» **Goal of the exercise**:
The answer must be an exact reproduction of all the entries.

» **Task material**:
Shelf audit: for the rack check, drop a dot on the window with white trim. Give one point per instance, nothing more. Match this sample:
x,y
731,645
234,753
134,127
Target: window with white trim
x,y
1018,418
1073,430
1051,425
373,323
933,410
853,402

» **Exercise answer**:
Shelf audit: for the rack check, drop a dot on the window with white trim. Give one point per instance, nothing more. Match this sample:
x,y
731,645
234,753
134,127
Target: window with white trim
x,y
1018,418
1073,430
1051,425
373,323
933,410
853,402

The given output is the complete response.